* [Request]:
Please repeat each of the items below word for word, leaving nothing out.

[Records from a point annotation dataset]
——————————

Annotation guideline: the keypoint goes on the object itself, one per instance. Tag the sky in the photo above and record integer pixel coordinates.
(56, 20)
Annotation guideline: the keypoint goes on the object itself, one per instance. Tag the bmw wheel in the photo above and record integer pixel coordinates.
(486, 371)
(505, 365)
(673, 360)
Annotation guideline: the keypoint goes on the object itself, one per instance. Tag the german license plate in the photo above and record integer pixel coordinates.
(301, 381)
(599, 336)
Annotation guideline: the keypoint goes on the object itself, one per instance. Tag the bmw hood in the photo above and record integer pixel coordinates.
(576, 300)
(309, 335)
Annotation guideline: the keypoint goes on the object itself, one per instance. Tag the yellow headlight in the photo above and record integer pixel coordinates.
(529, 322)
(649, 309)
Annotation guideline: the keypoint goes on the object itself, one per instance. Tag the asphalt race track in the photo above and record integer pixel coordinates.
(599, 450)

——————————

* [The answer]:
Annotation guideline: the keypoint goes on the object itself, one per instance. Tag the sky in the photo above and record integer pixel coordinates.
(56, 20)
Annotation guideline: the keypoint goes on the object itself, one per instance. Tag the bmw wheel in the photo above and record integer pixel coordinates.
(486, 371)
(505, 365)
(673, 360)
Annotation guideline: the keypoint goes on the object itself, one per instance. Tag the german license plate in the photo above and record integer pixel coordinates.
(301, 381)
(599, 336)
Annotation guideline: the keypoint goes on the object itself, one per instance. Tag the bmw hood in the photo above and record integer pixel coordinates.
(576, 300)
(309, 335)
Annotation guideline: the keypoint goes on the object itself, one per instance. Tag the yellow headlight in the photo above and record integer pixel coordinates.
(529, 322)
(649, 309)
Annotation guideline: the keypoint goes on the object itself, one per instance. Tag the asphalt race track in the photo above and record integer pixel coordinates.
(599, 450)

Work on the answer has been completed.